TASK DETAILS =
Return exactly the lines of the records below, starting at the line that contains "contain the doorway." and ending at the line that contains "white wire shelf.", with both of those lines kept.

********************

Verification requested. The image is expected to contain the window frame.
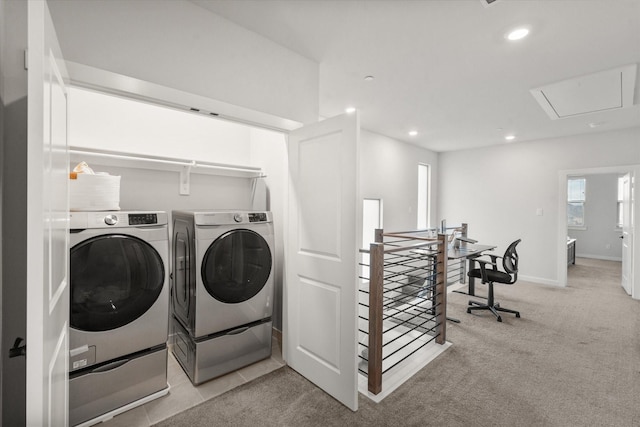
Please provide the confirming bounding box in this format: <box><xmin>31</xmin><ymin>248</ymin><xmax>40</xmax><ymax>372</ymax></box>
<box><xmin>417</xmin><ymin>163</ymin><xmax>430</xmax><ymax>230</ymax></box>
<box><xmin>567</xmin><ymin>177</ymin><xmax>587</xmax><ymax>230</ymax></box>
<box><xmin>616</xmin><ymin>175</ymin><xmax>624</xmax><ymax>229</ymax></box>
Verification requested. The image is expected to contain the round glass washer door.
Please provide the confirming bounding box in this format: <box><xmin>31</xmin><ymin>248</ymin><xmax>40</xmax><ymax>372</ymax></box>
<box><xmin>201</xmin><ymin>229</ymin><xmax>272</xmax><ymax>304</ymax></box>
<box><xmin>70</xmin><ymin>234</ymin><xmax>165</xmax><ymax>332</ymax></box>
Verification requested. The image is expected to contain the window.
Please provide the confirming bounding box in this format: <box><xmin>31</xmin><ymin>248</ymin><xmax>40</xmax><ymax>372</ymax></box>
<box><xmin>363</xmin><ymin>199</ymin><xmax>382</xmax><ymax>247</ymax></box>
<box><xmin>362</xmin><ymin>199</ymin><xmax>382</xmax><ymax>279</ymax></box>
<box><xmin>617</xmin><ymin>176</ymin><xmax>624</xmax><ymax>229</ymax></box>
<box><xmin>417</xmin><ymin>164</ymin><xmax>430</xmax><ymax>229</ymax></box>
<box><xmin>567</xmin><ymin>178</ymin><xmax>586</xmax><ymax>228</ymax></box>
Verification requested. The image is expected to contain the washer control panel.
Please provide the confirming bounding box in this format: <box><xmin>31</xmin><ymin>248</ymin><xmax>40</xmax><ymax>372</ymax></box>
<box><xmin>248</xmin><ymin>212</ymin><xmax>268</xmax><ymax>223</ymax></box>
<box><xmin>128</xmin><ymin>213</ymin><xmax>158</xmax><ymax>225</ymax></box>
<box><xmin>104</xmin><ymin>214</ymin><xmax>119</xmax><ymax>226</ymax></box>
<box><xmin>70</xmin><ymin>211</ymin><xmax>167</xmax><ymax>229</ymax></box>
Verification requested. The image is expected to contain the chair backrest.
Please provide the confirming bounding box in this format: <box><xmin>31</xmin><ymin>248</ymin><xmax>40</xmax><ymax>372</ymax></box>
<box><xmin>502</xmin><ymin>239</ymin><xmax>521</xmax><ymax>281</ymax></box>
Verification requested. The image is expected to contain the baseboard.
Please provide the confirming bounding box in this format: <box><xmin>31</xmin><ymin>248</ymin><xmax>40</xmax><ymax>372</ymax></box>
<box><xmin>450</xmin><ymin>275</ymin><xmax>561</xmax><ymax>288</ymax></box>
<box><xmin>575</xmin><ymin>253</ymin><xmax>622</xmax><ymax>262</ymax></box>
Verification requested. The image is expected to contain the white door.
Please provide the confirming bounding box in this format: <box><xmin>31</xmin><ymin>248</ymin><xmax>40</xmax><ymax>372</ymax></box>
<box><xmin>26</xmin><ymin>1</ymin><xmax>70</xmax><ymax>425</ymax></box>
<box><xmin>621</xmin><ymin>173</ymin><xmax>633</xmax><ymax>295</ymax></box>
<box><xmin>285</xmin><ymin>112</ymin><xmax>360</xmax><ymax>410</ymax></box>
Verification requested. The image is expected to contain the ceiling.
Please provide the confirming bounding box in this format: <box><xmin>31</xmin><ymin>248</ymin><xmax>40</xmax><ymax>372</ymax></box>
<box><xmin>192</xmin><ymin>0</ymin><xmax>640</xmax><ymax>153</ymax></box>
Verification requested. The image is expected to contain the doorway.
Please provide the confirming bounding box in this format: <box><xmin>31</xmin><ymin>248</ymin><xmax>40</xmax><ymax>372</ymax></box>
<box><xmin>558</xmin><ymin>166</ymin><xmax>638</xmax><ymax>298</ymax></box>
<box><xmin>64</xmin><ymin>77</ymin><xmax>293</xmax><ymax>424</ymax></box>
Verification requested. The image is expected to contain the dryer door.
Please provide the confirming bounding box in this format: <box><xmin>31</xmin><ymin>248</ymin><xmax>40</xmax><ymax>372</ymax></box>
<box><xmin>201</xmin><ymin>229</ymin><xmax>272</xmax><ymax>303</ymax></box>
<box><xmin>70</xmin><ymin>234</ymin><xmax>165</xmax><ymax>332</ymax></box>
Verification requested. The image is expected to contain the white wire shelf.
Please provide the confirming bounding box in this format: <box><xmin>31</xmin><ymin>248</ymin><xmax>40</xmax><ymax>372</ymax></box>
<box><xmin>69</xmin><ymin>147</ymin><xmax>265</xmax><ymax>195</ymax></box>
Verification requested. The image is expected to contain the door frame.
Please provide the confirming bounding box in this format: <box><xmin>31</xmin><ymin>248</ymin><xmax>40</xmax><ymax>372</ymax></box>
<box><xmin>557</xmin><ymin>165</ymin><xmax>639</xmax><ymax>298</ymax></box>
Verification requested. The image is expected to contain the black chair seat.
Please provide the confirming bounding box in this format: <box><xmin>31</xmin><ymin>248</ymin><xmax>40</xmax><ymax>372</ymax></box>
<box><xmin>468</xmin><ymin>268</ymin><xmax>512</xmax><ymax>284</ymax></box>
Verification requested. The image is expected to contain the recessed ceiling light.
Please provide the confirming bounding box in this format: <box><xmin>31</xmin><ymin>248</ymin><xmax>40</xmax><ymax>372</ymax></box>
<box><xmin>364</xmin><ymin>75</ymin><xmax>375</xmax><ymax>81</ymax></box>
<box><xmin>345</xmin><ymin>106</ymin><xmax>356</xmax><ymax>114</ymax></box>
<box><xmin>408</xmin><ymin>130</ymin><xmax>418</xmax><ymax>136</ymax></box>
<box><xmin>505</xmin><ymin>135</ymin><xmax>516</xmax><ymax>141</ymax></box>
<box><xmin>506</xmin><ymin>27</ymin><xmax>530</xmax><ymax>41</ymax></box>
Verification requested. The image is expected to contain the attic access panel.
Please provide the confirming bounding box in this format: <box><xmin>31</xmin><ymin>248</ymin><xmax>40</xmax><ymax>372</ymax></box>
<box><xmin>530</xmin><ymin>64</ymin><xmax>637</xmax><ymax>120</ymax></box>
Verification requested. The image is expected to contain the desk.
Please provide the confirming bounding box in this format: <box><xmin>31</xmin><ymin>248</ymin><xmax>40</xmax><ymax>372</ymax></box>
<box><xmin>449</xmin><ymin>243</ymin><xmax>496</xmax><ymax>296</ymax></box>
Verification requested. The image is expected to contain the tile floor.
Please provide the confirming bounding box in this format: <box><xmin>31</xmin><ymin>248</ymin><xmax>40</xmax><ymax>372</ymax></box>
<box><xmin>97</xmin><ymin>337</ymin><xmax>284</xmax><ymax>427</ymax></box>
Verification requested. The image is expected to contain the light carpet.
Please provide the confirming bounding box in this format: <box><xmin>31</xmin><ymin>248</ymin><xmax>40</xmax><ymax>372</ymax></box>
<box><xmin>155</xmin><ymin>258</ymin><xmax>640</xmax><ymax>426</ymax></box>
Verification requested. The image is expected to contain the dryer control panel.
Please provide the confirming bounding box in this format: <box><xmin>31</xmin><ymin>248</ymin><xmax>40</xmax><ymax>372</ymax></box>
<box><xmin>190</xmin><ymin>210</ymin><xmax>272</xmax><ymax>226</ymax></box>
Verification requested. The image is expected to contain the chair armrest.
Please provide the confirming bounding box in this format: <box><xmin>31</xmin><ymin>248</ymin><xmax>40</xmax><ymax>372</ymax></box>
<box><xmin>473</xmin><ymin>255</ymin><xmax>498</xmax><ymax>267</ymax></box>
<box><xmin>472</xmin><ymin>256</ymin><xmax>499</xmax><ymax>283</ymax></box>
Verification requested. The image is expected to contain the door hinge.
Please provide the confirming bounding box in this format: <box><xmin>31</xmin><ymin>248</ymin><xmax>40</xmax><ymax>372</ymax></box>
<box><xmin>24</xmin><ymin>49</ymin><xmax>28</xmax><ymax>70</ymax></box>
<box><xmin>9</xmin><ymin>337</ymin><xmax>26</xmax><ymax>358</ymax></box>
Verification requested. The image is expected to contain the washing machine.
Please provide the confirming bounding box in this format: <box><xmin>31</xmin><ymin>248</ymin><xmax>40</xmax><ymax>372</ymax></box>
<box><xmin>68</xmin><ymin>211</ymin><xmax>169</xmax><ymax>426</ymax></box>
<box><xmin>171</xmin><ymin>210</ymin><xmax>274</xmax><ymax>384</ymax></box>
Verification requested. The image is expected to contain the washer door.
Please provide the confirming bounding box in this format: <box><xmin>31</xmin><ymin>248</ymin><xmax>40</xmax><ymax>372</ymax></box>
<box><xmin>70</xmin><ymin>234</ymin><xmax>165</xmax><ymax>332</ymax></box>
<box><xmin>201</xmin><ymin>229</ymin><xmax>272</xmax><ymax>304</ymax></box>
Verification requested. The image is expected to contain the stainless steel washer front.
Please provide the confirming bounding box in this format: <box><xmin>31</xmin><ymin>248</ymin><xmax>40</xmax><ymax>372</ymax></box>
<box><xmin>69</xmin><ymin>211</ymin><xmax>170</xmax><ymax>371</ymax></box>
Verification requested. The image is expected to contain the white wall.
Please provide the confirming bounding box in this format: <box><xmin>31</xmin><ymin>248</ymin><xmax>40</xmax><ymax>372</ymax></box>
<box><xmin>438</xmin><ymin>127</ymin><xmax>640</xmax><ymax>285</ymax></box>
<box><xmin>48</xmin><ymin>0</ymin><xmax>319</xmax><ymax>125</ymax></box>
<box><xmin>249</xmin><ymin>128</ymin><xmax>288</xmax><ymax>332</ymax></box>
<box><xmin>568</xmin><ymin>174</ymin><xmax>622</xmax><ymax>261</ymax></box>
<box><xmin>69</xmin><ymin>87</ymin><xmax>253</xmax><ymax>165</ymax></box>
<box><xmin>360</xmin><ymin>130</ymin><xmax>439</xmax><ymax>236</ymax></box>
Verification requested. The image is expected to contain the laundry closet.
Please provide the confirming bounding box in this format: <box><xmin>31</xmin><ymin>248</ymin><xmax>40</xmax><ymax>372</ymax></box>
<box><xmin>66</xmin><ymin>86</ymin><xmax>287</xmax><ymax>425</ymax></box>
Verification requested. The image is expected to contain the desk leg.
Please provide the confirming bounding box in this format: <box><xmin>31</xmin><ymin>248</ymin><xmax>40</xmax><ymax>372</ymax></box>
<box><xmin>452</xmin><ymin>257</ymin><xmax>476</xmax><ymax>296</ymax></box>
<box><xmin>467</xmin><ymin>258</ymin><xmax>476</xmax><ymax>296</ymax></box>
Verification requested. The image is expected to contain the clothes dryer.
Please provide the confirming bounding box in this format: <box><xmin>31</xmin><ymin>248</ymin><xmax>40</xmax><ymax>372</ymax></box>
<box><xmin>171</xmin><ymin>210</ymin><xmax>274</xmax><ymax>384</ymax></box>
<box><xmin>68</xmin><ymin>211</ymin><xmax>169</xmax><ymax>426</ymax></box>
<box><xmin>172</xmin><ymin>210</ymin><xmax>274</xmax><ymax>337</ymax></box>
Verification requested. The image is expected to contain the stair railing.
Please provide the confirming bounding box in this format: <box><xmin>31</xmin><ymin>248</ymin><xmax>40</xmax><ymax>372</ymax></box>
<box><xmin>359</xmin><ymin>229</ymin><xmax>448</xmax><ymax>395</ymax></box>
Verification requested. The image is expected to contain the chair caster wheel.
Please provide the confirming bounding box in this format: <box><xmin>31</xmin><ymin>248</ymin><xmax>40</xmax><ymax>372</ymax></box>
<box><xmin>497</xmin><ymin>316</ymin><xmax>502</xmax><ymax>322</ymax></box>
<box><xmin>516</xmin><ymin>313</ymin><xmax>521</xmax><ymax>318</ymax></box>
<box><xmin>468</xmin><ymin>301</ymin><xmax>473</xmax><ymax>306</ymax></box>
<box><xmin>466</xmin><ymin>308</ymin><xmax>471</xmax><ymax>314</ymax></box>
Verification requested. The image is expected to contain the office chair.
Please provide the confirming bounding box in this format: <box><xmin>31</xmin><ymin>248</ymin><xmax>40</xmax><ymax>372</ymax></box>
<box><xmin>466</xmin><ymin>239</ymin><xmax>521</xmax><ymax>322</ymax></box>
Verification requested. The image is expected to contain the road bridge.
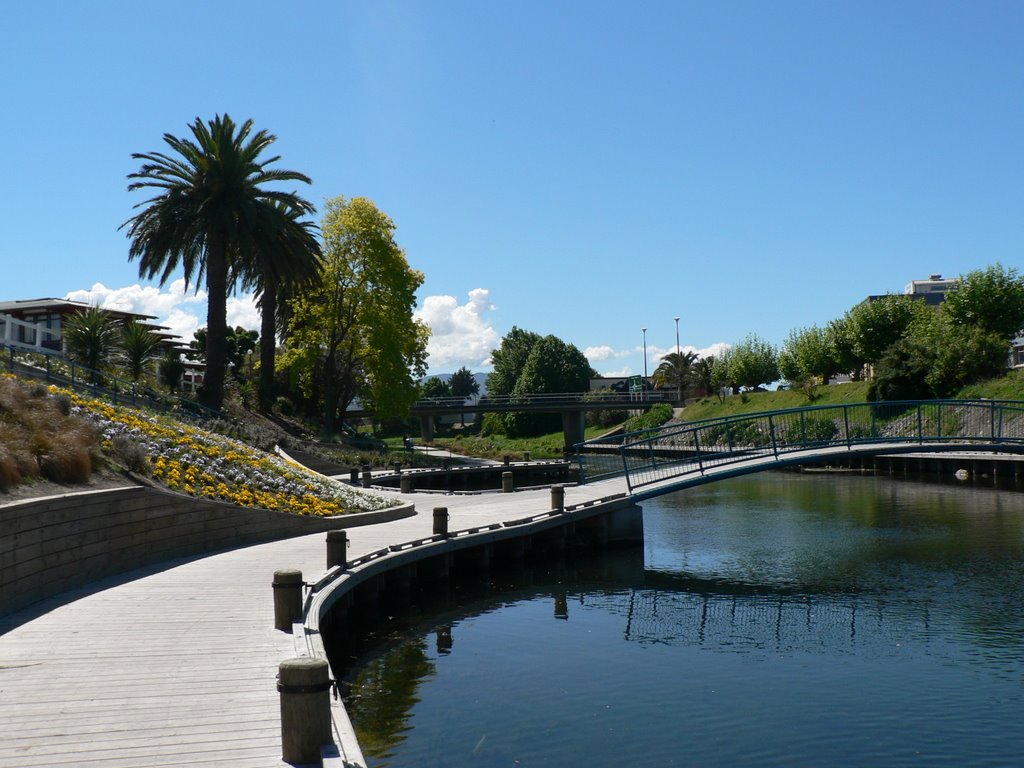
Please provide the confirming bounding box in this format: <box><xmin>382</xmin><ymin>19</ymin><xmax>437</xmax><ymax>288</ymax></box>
<box><xmin>348</xmin><ymin>391</ymin><xmax>673</xmax><ymax>444</ymax></box>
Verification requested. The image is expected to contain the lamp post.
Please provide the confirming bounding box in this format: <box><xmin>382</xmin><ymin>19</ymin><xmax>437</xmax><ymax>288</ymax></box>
<box><xmin>674</xmin><ymin>316</ymin><xmax>681</xmax><ymax>403</ymax></box>
<box><xmin>641</xmin><ymin>327</ymin><xmax>648</xmax><ymax>396</ymax></box>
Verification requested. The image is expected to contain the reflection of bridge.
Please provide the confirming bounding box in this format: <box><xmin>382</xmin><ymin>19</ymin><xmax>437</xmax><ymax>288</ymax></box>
<box><xmin>347</xmin><ymin>391</ymin><xmax>672</xmax><ymax>443</ymax></box>
<box><xmin>576</xmin><ymin>399</ymin><xmax>1024</xmax><ymax>497</ymax></box>
<box><xmin>577</xmin><ymin>584</ymin><xmax>936</xmax><ymax>656</ymax></box>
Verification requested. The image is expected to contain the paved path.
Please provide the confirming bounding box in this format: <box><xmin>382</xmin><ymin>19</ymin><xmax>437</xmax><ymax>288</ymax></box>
<box><xmin>0</xmin><ymin>479</ymin><xmax>624</xmax><ymax>768</ymax></box>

********************

EXERCISE RESULT =
Verification requested. The image is expected to contain the doorway.
Please provide the confirming bounding box in this format: <box><xmin>31</xmin><ymin>248</ymin><xmax>40</xmax><ymax>372</ymax></box>
<box><xmin>558</xmin><ymin>166</ymin><xmax>638</xmax><ymax>298</ymax></box>
<box><xmin>64</xmin><ymin>77</ymin><xmax>293</xmax><ymax>424</ymax></box>
Verification requested. The image is expected to contain the dryer door.
Please provide the confirming bounding box in this format: <box><xmin>31</xmin><ymin>248</ymin><xmax>40</xmax><ymax>372</ymax></box>
<box><xmin>201</xmin><ymin>229</ymin><xmax>272</xmax><ymax>303</ymax></box>
<box><xmin>70</xmin><ymin>234</ymin><xmax>165</xmax><ymax>332</ymax></box>
Verification requested. The image is expected to contain the white wire shelf.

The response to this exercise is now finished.